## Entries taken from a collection
* * * * * * *
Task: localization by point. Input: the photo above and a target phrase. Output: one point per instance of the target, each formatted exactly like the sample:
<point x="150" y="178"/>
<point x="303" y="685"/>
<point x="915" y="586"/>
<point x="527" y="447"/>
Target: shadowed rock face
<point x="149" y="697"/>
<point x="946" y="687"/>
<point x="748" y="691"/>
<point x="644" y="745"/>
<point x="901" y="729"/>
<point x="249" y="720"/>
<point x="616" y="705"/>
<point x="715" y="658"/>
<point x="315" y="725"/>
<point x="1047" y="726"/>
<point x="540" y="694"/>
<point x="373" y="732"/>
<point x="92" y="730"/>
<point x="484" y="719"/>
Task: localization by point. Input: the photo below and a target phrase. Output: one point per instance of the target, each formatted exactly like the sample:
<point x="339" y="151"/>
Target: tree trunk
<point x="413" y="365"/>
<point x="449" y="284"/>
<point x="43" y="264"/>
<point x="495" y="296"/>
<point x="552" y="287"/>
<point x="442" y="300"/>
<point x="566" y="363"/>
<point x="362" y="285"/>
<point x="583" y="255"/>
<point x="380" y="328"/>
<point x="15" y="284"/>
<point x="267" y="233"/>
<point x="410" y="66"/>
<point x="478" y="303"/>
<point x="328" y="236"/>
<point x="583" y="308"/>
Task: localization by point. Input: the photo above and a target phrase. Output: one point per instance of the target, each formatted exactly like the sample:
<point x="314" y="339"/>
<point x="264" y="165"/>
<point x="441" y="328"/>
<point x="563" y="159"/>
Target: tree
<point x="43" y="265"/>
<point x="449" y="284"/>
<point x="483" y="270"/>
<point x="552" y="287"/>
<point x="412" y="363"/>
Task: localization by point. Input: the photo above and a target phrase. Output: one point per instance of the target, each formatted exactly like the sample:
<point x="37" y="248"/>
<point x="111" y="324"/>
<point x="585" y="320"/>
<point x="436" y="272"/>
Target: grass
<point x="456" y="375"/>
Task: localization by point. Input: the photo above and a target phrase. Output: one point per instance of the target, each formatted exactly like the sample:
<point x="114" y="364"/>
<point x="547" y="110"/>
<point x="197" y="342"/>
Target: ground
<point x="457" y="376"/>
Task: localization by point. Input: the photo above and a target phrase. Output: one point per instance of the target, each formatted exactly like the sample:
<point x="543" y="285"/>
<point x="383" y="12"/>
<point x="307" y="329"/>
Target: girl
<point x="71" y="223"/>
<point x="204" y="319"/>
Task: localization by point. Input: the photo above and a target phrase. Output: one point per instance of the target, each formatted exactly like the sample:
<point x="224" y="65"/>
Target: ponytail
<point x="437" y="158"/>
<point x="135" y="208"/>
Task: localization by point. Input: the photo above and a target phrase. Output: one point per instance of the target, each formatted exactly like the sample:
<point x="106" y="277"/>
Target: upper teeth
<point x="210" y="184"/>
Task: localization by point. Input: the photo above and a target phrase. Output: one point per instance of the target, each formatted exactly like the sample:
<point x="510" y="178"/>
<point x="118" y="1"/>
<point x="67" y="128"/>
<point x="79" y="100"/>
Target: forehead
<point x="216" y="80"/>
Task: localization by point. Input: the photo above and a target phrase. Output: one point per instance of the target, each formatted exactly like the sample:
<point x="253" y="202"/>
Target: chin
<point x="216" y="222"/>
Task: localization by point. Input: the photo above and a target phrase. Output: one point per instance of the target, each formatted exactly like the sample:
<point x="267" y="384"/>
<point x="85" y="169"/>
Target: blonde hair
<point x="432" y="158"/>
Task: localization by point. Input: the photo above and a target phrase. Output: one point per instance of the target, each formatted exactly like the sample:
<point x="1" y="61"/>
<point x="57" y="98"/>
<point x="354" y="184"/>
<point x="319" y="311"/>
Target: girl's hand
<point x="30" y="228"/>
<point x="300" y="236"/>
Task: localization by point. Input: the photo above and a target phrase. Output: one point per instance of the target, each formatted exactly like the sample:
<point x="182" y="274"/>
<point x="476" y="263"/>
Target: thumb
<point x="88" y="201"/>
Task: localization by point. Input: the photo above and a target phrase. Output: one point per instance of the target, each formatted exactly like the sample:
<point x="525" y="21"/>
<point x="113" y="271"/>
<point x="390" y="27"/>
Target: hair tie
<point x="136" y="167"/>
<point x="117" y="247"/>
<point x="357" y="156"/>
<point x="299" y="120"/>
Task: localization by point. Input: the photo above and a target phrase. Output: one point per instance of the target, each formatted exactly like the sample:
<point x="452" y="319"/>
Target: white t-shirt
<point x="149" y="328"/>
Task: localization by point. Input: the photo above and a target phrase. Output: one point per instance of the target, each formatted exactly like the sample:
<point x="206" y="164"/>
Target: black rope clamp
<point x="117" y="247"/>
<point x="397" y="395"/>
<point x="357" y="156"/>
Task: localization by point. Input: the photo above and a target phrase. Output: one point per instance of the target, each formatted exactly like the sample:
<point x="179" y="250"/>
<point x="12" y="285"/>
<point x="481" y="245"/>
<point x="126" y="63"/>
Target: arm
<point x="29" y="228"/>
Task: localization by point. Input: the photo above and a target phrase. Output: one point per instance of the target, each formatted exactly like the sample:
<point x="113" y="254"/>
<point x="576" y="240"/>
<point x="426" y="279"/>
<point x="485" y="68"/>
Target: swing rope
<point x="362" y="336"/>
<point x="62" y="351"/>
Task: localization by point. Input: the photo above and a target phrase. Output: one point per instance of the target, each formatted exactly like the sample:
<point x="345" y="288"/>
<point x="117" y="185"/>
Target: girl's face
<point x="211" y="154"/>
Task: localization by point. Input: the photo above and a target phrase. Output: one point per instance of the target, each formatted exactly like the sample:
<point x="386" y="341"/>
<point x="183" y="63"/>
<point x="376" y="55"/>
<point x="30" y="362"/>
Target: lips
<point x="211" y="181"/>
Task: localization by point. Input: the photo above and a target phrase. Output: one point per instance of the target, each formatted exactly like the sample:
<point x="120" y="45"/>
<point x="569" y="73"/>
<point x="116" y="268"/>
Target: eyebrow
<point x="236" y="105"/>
* * * * * * *
Retype each record exactly, leaving nothing out.

## ANSWER FOR THE TASK
Task: localization by point. Input: the photo above and a target phrase. Output: one point per instance of the target, each formatted exactly like the sample:
<point x="150" y="178"/>
<point x="303" y="685"/>
<point x="915" y="586"/>
<point x="527" y="447"/>
Target: shadowed rock face
<point x="149" y="697"/>
<point x="946" y="687"/>
<point x="748" y="691"/>
<point x="644" y="745"/>
<point x="901" y="729"/>
<point x="249" y="720"/>
<point x="616" y="705"/>
<point x="715" y="658"/>
<point x="315" y="725"/>
<point x="1047" y="726"/>
<point x="540" y="694"/>
<point x="373" y="732"/>
<point x="92" y="730"/>
<point x="484" y="719"/>
Task: localization by point. Input: the photo below and a target phrase. Output: one point per instance of the target, each formatted exactly like the sample:
<point x="339" y="151"/>
Target: tree trunk
<point x="413" y="365"/>
<point x="449" y="284"/>
<point x="43" y="264"/>
<point x="495" y="296"/>
<point x="552" y="287"/>
<point x="442" y="300"/>
<point x="566" y="363"/>
<point x="362" y="285"/>
<point x="583" y="255"/>
<point x="380" y="328"/>
<point x="15" y="284"/>
<point x="267" y="233"/>
<point x="410" y="66"/>
<point x="478" y="303"/>
<point x="328" y="236"/>
<point x="583" y="308"/>
Task: localization by point. Input: the photo above and a target phrase. Output: one point per instance of the target, each formatted exactly like the sample:
<point x="314" y="339"/>
<point x="264" y="165"/>
<point x="441" y="328"/>
<point x="563" y="159"/>
Target: tree
<point x="43" y="265"/>
<point x="449" y="284"/>
<point x="483" y="270"/>
<point x="552" y="287"/>
<point x="412" y="363"/>
Task: localization by point. Input: the photo above and a target phrase. Output: one point per instance of the target, each formatted exactly like the sample:
<point x="37" y="248"/>
<point x="111" y="324"/>
<point x="585" y="320"/>
<point x="436" y="272"/>
Target: grass
<point x="456" y="375"/>
Task: localization by point. Input: the photo above and a target phrase. Output: one point per instance of the target, each formatted exactly like the sample:
<point x="114" y="364"/>
<point x="547" y="110"/>
<point x="197" y="342"/>
Target: ground
<point x="457" y="376"/>
Task: localization by point. Input: the photo above and a target phrase. Output: one point per instance of the target, each formatted exactly like the sample:
<point x="543" y="285"/>
<point x="383" y="12"/>
<point x="307" y="329"/>
Target: girl
<point x="71" y="223"/>
<point x="204" y="319"/>
Task: localization by point. Input: the photo above and a target phrase. Output: one point per instance of the target, each formatted exactly like the sample:
<point x="224" y="65"/>
Target: ponytail
<point x="437" y="158"/>
<point x="135" y="208"/>
Task: localization by point. Input: the photo above and a target phrase. Output: one point per instance of the target, each formatted exactly like the sample:
<point x="106" y="277"/>
Target: upper teeth
<point x="210" y="184"/>
Task: localization by point. Input: the photo above and a target phrase. Output: one point per instance of the target, each formatted exactly like the sample:
<point x="510" y="178"/>
<point x="118" y="1"/>
<point x="67" y="128"/>
<point x="79" y="100"/>
Target: forehead
<point x="216" y="80"/>
Task: localization by point. Input: the photo above and a target phrase. Output: one point per instance of the target, each formatted exactly like the sample:
<point x="253" y="202"/>
Target: chin
<point x="216" y="222"/>
Task: localization by point. Input: the photo above and a target phrase. Output: one point per instance of the target, each formatted exactly like the sample:
<point x="267" y="384"/>
<point x="85" y="169"/>
Target: blonde hair
<point x="432" y="158"/>
Task: localization by point. Input: the photo above and a target phrase. Output: one point per instance of the target, each formatted exactly like the sample:
<point x="1" y="61"/>
<point x="57" y="98"/>
<point x="354" y="184"/>
<point x="319" y="311"/>
Target: girl's hand
<point x="30" y="228"/>
<point x="300" y="236"/>
Task: localization by point. Input: the photo above and a target phrase. Output: one point per instance of the target, each formatted exactly like the sample:
<point x="182" y="274"/>
<point x="476" y="263"/>
Target: thumb
<point x="88" y="201"/>
Task: localization by point. Input: the photo above and a target phrase. Output: one point per instance of the target, each formatted exactly like the sample:
<point x="525" y="21"/>
<point x="113" y="271"/>
<point x="390" y="27"/>
Target: hair tie
<point x="136" y="167"/>
<point x="117" y="247"/>
<point x="357" y="156"/>
<point x="299" y="120"/>
Task: localization by point. Input: the photo above and a target phrase. Output: one point per instance of the target, each formatted exactly like the sample:
<point x="452" y="319"/>
Target: white t-shirt
<point x="149" y="328"/>
Task: localization by point. Input: the photo above and a target phrase. Output: one point per instance of the target, each formatted exactly like the sample:
<point x="206" y="164"/>
Target: black rope clamp
<point x="117" y="247"/>
<point x="397" y="395"/>
<point x="357" y="156"/>
Task: localization by point. Input: the photo above and a target phrase. Output: one point per instance of the target, each formatted exactly like the sample:
<point x="179" y="250"/>
<point x="12" y="285"/>
<point x="481" y="245"/>
<point x="126" y="63"/>
Target: arm
<point x="29" y="228"/>
Task: localization by point. Input: the photo above and a target phrase. Output: one point per instance of the target, each formatted exactly like the sample:
<point x="113" y="254"/>
<point x="576" y="240"/>
<point x="426" y="279"/>
<point x="485" y="68"/>
Target: swing rope
<point x="362" y="336"/>
<point x="62" y="351"/>
Task: localization by point. Input: the photo above and a target phrase. Output: one point per instance of the target, each formatted exactly like the sample:
<point x="345" y="288"/>
<point x="117" y="185"/>
Target: girl's face
<point x="211" y="154"/>
Task: localization by point. Input: the photo above and a target phrase. Output: one point per instance of the target, each formatted exactly like the sample:
<point x="386" y="341"/>
<point x="183" y="63"/>
<point x="376" y="55"/>
<point x="30" y="362"/>
Target: lips
<point x="211" y="181"/>
Task: localization by point. Input: the photo above and a target phrase. Output: one point per instance of the target, each formatted exactly like the sample:
<point x="120" y="45"/>
<point x="569" y="73"/>
<point x="116" y="268"/>
Target: eyebrow
<point x="236" y="105"/>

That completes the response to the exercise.